CONSIGNA DE LA TAREA
Transcribe del texto sobre la inseguridad en el Perú el fragmento que comienza con las palabras "La problemática de" y termina después de "territorios rurales específicos.".

TEXTO PROPORCIONADO
-----

La problemática de la inseguridad en el Perú, que antes se explicaba por la presencia de remanentes del terrorismo senderista y la expansión del narcotráfico, hoy encuentra sustento en el poliedro del crimen establecido y creciente que tiñe una parte considerable de la economía y la política del país.
No existe entre nosotros un plan que atienda las distintas caras del crimen, de acuerdo a su presencia asociada a actividades económicas en cada territorio: la minería y tala ilegal depredadoras principalmente en la Amazonía, el tráfico de cocaína, de látex de amapola para producir opio y heroína, entre las más destacadas. La violencia entrelazada a estas economías se ha transformado en el vivir y padecer en nuestras ciudades, así como en territorios rurales específicos.

-----

DATOS EXTRAÍDOS

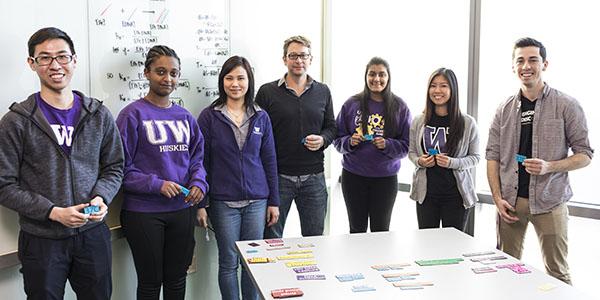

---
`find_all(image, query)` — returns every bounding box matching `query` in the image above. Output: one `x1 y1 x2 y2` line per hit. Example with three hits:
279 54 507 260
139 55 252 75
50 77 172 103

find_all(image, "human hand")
304 134 324 151
88 196 108 222
350 133 365 147
160 180 181 198
523 158 551 175
183 185 204 205
196 207 208 228
373 136 385 150
494 198 519 224
48 203 89 228
267 206 279 227
432 153 450 168
417 154 435 168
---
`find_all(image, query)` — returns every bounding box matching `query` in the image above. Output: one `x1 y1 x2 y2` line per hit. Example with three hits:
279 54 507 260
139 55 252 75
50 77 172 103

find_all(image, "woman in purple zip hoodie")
198 56 279 299
117 46 208 300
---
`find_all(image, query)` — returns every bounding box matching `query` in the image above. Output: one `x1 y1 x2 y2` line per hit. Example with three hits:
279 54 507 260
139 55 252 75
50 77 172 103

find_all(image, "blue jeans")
18 222 112 300
265 172 327 238
208 200 267 300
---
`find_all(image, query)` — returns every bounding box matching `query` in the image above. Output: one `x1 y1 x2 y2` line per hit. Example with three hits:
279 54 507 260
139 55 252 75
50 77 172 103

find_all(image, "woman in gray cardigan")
408 68 479 231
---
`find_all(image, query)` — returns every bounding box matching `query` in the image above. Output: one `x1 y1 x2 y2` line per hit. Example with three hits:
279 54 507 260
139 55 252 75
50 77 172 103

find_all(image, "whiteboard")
0 0 230 256
88 0 230 116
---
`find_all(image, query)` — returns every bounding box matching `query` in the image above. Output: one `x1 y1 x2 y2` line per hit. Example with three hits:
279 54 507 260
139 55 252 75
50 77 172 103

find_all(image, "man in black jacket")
256 36 337 238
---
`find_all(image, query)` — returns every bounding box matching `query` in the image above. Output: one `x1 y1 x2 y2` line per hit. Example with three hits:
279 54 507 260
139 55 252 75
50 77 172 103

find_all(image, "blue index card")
83 205 100 215
427 148 440 155
179 185 190 197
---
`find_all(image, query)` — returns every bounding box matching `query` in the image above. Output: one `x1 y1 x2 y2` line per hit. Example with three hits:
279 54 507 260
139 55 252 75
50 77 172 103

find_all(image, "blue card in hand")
179 185 190 197
427 148 440 155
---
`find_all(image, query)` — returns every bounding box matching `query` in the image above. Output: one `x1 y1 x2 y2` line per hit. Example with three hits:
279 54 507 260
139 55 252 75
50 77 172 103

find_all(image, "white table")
236 228 592 300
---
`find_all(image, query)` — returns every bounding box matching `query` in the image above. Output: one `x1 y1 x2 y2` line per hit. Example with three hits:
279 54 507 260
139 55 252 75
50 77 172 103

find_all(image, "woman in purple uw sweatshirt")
117 46 208 299
333 57 411 233
198 56 279 299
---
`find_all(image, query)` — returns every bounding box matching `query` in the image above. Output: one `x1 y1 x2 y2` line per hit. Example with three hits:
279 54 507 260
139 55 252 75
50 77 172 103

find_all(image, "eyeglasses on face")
152 68 181 77
31 54 73 66
287 52 310 60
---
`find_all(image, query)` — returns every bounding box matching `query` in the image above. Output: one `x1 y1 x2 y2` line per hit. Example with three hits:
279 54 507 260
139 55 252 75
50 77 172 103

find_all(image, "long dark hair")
210 55 254 110
425 68 465 156
355 57 400 137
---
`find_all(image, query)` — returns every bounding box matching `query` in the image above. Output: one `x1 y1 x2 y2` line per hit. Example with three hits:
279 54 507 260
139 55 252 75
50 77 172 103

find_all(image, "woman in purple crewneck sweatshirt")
198 56 279 300
117 46 208 300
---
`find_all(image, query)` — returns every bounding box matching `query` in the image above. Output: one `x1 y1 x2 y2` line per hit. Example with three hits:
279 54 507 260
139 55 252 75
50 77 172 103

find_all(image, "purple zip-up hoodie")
117 98 208 212
333 96 411 177
198 106 279 206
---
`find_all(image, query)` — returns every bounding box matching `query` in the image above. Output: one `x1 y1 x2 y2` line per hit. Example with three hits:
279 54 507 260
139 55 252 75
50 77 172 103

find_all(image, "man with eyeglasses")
0 28 123 299
485 38 594 284
256 36 337 238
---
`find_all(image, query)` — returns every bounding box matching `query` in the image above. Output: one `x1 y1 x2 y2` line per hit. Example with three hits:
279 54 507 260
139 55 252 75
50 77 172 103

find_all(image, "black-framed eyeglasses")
287 53 310 60
152 68 181 77
31 54 73 66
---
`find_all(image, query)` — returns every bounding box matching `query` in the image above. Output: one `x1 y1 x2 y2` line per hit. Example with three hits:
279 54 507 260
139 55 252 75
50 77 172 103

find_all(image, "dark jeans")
417 196 472 232
18 223 112 300
208 199 267 300
342 169 398 233
121 207 196 300
265 172 327 239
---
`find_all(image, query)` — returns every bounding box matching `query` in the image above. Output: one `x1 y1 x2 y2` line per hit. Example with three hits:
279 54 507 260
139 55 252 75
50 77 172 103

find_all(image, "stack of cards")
296 274 325 280
471 267 497 274
371 263 410 271
247 257 275 264
415 258 463 266
271 288 304 298
277 253 315 260
285 260 317 268
394 281 433 290
352 285 375 293
463 251 496 257
335 273 365 282
496 263 531 274
294 265 320 273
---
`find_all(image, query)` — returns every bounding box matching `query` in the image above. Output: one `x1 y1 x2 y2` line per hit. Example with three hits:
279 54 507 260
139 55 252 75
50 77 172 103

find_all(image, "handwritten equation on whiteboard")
89 0 230 114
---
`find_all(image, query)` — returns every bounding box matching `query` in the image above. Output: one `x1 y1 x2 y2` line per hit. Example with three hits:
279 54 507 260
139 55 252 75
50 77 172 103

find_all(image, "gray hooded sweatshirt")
0 91 123 239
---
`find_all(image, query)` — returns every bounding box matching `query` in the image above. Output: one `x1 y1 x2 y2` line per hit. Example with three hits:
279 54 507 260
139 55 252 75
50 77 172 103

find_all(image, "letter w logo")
142 120 190 145
50 124 74 147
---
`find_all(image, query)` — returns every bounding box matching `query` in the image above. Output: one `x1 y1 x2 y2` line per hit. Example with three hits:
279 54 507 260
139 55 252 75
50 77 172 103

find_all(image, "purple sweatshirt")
333 96 411 177
117 98 208 212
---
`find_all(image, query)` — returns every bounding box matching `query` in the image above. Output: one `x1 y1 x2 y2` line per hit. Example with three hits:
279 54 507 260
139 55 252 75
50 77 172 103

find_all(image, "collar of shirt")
214 103 262 122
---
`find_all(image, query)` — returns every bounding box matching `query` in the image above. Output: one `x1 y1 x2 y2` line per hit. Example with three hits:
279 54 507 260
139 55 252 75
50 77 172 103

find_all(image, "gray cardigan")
408 114 479 208
0 92 123 239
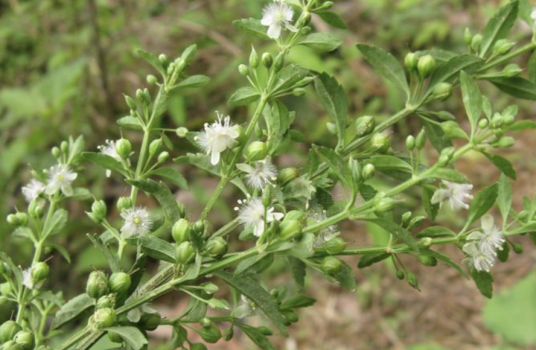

-----

RESPUESTA DEL EJERCICIO
La problemática de la inseguridad en el Perú, que antes se explicaba por la presencia de remanentes del terrorismo senderista y la expansión del narcotráfico, hoy encuentra sustento en el poliedro del crimen establecido y creciente que tiñe una parte considerable de la economía y la política del país.
No existe entre nosotros un plan que atienda las distintas caras del crimen, de acuerdo a su presencia asociada a actividades económicas en cada territorio: la minería y tala ilegal depredadoras principalmente en la Amazonía, el tráfico de cocaína, de látex de amapola para producir opio y heroína, entre las más destacadas. La violencia entrelazada a estas economías se ha transformado en el vivir y padecer en nuestras ciudades, así como en territorios rurales específicos.